## WRITTEN REQUEST
Find the line containing "Teacher note: have the class pick out the defender". Reproduce it and every line after it up to the end of the records, exactly as written.
┄┄┄┄┄┄
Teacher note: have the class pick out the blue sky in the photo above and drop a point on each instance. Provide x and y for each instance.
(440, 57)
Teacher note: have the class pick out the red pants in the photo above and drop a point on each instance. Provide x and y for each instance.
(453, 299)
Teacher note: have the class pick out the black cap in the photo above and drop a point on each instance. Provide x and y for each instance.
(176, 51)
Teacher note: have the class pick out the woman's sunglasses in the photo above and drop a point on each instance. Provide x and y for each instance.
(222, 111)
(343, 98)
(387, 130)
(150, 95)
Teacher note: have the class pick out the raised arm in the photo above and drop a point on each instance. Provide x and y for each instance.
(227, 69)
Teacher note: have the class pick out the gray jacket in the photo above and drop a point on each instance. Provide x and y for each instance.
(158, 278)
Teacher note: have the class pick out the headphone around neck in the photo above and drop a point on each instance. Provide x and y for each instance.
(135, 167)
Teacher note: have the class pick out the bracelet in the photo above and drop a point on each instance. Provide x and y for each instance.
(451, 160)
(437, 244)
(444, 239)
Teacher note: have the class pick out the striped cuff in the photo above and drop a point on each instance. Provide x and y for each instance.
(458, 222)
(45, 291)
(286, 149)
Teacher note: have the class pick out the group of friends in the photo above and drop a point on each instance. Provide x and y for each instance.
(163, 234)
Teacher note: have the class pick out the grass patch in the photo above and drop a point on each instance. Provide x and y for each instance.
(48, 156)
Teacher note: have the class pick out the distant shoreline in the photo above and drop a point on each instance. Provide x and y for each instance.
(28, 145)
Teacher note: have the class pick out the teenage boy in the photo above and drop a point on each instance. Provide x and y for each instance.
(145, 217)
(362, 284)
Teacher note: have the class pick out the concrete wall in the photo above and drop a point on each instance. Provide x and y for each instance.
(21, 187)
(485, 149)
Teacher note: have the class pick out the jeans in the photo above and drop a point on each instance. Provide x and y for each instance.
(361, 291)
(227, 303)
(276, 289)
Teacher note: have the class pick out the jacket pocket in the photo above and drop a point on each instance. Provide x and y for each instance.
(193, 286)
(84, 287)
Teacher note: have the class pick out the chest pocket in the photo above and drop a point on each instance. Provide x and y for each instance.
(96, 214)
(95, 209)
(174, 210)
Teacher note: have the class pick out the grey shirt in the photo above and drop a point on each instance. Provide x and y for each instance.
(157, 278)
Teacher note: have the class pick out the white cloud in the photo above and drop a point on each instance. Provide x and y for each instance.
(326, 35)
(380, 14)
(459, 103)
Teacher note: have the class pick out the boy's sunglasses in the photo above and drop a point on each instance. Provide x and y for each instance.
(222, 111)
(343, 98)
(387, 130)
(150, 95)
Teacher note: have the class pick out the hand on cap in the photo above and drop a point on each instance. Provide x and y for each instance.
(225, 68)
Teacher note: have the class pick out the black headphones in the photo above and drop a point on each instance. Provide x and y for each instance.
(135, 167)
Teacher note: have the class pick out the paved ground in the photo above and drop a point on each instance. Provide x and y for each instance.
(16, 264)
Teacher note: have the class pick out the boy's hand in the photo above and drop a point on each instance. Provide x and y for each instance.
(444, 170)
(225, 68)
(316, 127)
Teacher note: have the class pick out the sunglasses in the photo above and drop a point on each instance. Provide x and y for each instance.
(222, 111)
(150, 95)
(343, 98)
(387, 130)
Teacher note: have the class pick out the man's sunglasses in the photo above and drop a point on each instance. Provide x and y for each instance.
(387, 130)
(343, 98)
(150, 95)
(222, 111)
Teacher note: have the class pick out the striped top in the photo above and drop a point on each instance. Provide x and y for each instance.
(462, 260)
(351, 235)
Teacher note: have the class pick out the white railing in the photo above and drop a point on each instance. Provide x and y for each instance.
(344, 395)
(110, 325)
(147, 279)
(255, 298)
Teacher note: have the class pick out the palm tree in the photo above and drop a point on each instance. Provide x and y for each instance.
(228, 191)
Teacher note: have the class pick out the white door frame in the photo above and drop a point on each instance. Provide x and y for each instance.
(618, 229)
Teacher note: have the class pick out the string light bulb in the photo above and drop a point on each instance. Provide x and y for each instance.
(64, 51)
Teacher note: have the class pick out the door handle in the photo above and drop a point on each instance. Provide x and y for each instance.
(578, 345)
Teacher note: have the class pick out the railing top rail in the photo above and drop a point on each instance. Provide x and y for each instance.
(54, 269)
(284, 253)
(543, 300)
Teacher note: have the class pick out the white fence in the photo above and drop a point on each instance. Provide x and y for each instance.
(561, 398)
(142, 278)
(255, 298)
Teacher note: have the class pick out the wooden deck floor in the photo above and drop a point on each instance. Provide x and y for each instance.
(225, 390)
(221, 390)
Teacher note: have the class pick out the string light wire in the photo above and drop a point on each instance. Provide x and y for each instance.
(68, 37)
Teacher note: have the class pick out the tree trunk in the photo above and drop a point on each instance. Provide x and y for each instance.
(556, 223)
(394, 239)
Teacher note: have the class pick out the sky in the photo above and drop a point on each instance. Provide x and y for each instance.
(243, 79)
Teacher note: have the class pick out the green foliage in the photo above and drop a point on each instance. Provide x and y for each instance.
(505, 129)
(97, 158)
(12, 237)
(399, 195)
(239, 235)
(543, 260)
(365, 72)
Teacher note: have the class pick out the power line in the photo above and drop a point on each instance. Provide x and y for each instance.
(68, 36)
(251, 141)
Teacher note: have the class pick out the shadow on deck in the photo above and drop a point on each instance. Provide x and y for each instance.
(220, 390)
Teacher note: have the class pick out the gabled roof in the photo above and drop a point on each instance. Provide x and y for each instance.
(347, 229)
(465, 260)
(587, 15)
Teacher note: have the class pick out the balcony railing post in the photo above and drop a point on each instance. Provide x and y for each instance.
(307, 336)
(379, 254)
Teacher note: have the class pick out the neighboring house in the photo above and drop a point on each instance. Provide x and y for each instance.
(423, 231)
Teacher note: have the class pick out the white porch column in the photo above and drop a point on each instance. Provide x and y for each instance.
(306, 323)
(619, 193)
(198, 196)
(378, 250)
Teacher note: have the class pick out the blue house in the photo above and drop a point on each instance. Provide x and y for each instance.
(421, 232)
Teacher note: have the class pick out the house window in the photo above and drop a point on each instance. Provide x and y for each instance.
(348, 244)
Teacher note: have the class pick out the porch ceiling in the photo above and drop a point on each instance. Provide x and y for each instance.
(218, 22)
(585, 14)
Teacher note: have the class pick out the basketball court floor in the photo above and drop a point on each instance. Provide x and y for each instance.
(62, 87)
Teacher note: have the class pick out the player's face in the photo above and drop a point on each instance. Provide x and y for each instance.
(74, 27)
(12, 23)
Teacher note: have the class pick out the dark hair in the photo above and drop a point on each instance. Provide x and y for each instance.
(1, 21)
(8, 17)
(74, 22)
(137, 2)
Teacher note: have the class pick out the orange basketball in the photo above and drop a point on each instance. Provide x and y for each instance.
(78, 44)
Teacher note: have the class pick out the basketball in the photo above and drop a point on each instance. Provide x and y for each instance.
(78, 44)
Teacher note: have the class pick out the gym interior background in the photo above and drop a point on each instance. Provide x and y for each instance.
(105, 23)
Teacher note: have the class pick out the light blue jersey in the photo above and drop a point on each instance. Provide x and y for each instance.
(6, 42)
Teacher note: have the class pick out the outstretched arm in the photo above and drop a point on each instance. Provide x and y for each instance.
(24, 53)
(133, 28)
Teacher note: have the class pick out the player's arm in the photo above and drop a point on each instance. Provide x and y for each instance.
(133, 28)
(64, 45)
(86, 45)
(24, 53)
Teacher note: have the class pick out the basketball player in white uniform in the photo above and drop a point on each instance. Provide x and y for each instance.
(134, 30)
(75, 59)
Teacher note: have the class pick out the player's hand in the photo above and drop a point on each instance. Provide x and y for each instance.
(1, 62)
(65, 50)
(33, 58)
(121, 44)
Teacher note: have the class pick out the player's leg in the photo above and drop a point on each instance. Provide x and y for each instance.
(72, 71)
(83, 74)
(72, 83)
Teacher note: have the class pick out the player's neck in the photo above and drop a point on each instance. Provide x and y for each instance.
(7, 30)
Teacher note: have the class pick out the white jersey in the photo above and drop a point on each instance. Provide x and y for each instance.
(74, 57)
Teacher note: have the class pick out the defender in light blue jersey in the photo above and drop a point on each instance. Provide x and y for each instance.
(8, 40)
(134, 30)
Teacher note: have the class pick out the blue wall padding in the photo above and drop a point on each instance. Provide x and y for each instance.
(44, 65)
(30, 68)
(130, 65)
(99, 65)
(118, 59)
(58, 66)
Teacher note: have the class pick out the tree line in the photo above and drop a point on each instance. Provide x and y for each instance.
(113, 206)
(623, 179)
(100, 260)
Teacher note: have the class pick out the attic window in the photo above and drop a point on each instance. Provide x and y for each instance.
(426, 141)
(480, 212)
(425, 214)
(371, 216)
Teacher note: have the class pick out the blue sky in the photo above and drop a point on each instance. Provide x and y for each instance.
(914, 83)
┄┄┄┄┄┄
## ANSWER TO THE EXERCISE
Teacher note: have the class pick out the defender in light blue jersey in the photo above and drop a point on each instance. Provide x and y for each instance.
(8, 40)
(134, 30)
Teacher note: have the class pick out the blue wall padding in the photo above and drop a point on each instance. Provide x and y for each instance.
(44, 65)
(30, 68)
(130, 65)
(99, 65)
(118, 59)
(58, 66)
Teacher note: have the class pick out the tree line in the photo above and drop a point on each instance. Provide x and y for each instance.
(113, 206)
(623, 179)
(100, 260)
Teacher note: have the class pick out the attic window in the photo above and drop a point on each instance. Provide x and y for each instance.
(426, 141)
(480, 212)
(425, 214)
(371, 216)
Teacher note: have the class pick out the blue sky in the photo above and drop a point on each instance. Provide x and y for each instance.
(914, 83)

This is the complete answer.